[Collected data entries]
--*--

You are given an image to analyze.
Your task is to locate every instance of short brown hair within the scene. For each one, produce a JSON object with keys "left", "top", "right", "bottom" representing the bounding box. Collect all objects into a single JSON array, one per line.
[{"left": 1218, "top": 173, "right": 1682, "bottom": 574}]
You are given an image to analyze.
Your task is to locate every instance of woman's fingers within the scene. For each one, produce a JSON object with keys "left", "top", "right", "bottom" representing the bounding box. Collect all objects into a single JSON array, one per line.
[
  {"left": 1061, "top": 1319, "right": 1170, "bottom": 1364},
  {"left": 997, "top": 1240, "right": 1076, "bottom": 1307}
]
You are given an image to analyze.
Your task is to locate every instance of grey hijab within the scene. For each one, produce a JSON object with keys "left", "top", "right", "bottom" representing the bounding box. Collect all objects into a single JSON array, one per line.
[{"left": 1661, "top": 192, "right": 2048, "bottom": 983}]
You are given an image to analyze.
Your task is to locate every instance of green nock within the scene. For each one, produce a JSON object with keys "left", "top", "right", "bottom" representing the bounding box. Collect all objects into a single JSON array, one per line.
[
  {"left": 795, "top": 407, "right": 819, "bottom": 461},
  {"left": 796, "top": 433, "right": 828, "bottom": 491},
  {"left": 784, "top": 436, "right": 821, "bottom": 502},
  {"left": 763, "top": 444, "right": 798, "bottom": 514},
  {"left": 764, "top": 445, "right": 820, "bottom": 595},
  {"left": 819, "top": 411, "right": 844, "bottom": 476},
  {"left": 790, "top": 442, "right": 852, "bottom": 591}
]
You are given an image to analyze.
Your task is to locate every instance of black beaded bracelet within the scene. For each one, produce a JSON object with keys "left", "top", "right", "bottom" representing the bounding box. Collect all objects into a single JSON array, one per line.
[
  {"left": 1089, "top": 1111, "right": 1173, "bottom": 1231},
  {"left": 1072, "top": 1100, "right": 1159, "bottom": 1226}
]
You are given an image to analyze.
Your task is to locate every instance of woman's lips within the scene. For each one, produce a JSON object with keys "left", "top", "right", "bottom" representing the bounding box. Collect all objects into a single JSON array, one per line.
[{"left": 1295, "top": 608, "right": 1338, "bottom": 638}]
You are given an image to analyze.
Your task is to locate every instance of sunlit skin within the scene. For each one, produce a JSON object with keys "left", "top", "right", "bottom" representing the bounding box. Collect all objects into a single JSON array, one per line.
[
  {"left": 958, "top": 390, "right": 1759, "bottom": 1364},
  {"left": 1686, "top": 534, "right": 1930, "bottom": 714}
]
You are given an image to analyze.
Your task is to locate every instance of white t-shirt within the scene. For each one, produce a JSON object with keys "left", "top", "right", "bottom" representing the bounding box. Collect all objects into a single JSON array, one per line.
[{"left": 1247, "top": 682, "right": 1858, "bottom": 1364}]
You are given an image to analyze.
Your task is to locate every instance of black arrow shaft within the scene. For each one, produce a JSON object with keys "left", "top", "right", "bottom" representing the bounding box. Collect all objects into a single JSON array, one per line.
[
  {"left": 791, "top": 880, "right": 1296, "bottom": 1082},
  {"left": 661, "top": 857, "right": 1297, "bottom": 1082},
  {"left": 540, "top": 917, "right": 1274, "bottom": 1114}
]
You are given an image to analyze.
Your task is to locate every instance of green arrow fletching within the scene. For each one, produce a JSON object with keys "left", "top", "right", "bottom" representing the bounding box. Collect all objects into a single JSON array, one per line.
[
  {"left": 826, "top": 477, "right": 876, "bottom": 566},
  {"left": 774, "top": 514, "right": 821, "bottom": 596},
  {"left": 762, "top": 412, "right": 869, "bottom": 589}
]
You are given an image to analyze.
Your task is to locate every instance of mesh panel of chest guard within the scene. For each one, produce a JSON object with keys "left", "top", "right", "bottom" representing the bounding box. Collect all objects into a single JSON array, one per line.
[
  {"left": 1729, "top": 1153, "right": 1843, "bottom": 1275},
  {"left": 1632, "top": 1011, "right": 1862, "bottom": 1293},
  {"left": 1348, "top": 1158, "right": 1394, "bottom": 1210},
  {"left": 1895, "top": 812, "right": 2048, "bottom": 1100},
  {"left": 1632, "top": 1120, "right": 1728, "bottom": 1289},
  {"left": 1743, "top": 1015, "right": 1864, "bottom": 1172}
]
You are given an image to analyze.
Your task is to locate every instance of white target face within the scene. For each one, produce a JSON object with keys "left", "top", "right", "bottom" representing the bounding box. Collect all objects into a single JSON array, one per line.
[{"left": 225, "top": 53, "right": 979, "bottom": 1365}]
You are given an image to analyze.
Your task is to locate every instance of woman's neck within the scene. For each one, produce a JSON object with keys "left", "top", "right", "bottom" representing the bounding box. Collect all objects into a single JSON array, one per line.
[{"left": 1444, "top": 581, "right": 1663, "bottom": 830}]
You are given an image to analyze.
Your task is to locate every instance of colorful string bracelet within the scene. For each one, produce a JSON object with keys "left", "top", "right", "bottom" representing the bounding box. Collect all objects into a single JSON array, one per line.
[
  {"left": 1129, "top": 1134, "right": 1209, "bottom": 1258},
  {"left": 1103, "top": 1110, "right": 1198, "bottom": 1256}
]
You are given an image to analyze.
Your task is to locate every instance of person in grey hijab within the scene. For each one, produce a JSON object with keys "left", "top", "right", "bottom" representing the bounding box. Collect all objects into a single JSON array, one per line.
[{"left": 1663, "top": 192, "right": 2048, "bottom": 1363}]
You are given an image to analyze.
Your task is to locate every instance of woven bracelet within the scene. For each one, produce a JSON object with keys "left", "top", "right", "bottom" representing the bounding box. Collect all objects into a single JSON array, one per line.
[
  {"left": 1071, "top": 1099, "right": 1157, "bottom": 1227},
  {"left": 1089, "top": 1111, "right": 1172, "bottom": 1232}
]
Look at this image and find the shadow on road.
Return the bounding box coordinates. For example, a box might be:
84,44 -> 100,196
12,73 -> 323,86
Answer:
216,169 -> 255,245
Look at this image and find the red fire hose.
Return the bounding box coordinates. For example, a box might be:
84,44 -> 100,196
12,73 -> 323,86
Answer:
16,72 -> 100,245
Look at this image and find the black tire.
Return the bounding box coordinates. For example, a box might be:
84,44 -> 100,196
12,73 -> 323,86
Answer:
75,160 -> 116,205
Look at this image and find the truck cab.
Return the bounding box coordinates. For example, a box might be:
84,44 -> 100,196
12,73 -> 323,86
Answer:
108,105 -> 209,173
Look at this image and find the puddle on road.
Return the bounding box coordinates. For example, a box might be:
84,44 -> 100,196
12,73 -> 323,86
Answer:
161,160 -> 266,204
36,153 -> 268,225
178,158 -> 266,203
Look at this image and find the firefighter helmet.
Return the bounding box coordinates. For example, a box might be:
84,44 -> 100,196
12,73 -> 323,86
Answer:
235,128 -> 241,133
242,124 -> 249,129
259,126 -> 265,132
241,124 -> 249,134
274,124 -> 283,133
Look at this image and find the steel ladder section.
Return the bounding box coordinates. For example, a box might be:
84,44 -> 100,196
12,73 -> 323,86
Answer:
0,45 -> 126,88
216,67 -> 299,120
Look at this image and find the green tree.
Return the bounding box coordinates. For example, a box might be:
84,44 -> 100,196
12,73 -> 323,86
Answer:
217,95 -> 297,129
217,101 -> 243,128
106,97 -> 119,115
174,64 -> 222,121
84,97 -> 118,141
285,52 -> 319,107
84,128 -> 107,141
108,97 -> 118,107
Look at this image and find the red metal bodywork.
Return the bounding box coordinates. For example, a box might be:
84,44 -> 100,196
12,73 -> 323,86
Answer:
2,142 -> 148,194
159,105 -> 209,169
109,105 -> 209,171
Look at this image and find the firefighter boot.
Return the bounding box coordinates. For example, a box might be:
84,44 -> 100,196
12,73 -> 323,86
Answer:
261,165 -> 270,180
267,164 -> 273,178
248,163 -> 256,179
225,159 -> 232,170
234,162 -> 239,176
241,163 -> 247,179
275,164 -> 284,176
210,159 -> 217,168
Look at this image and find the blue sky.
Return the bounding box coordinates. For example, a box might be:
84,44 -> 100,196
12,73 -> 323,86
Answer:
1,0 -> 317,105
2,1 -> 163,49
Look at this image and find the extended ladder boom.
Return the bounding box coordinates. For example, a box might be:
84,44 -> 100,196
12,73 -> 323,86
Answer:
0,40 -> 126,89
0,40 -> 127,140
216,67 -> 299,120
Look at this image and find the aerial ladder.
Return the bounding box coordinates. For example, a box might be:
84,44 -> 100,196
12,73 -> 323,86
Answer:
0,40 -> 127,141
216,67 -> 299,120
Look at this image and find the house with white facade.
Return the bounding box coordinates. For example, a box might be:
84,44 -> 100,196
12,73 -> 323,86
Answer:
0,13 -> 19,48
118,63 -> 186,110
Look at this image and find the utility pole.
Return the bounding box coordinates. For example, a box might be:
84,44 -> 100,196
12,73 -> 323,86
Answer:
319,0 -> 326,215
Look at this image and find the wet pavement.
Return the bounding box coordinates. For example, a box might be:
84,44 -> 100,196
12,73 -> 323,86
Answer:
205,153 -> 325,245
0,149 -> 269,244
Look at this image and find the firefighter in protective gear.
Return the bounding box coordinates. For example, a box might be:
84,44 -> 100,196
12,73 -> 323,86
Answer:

--*--

■ **ACTIVITY**:
Count each line above in which the string "road" appears, then state only the total.

■ **EXERCISE ANSWER**:
2